Task item: What you give back must match the data below character for character.
-- Opening Marker --
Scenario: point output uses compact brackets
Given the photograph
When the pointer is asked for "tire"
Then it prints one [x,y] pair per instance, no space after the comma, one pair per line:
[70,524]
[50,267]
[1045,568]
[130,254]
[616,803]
-- Closing Marker --
Solution to this exercise:
Scenario: point output uses compact brackets
Given the photograph
When the pointer is asked for "tire"
Then it prints one [x,y] pair per instance, no space after the comma, one pair per line:
[70,524]
[50,267]
[1045,568]
[130,254]
[616,803]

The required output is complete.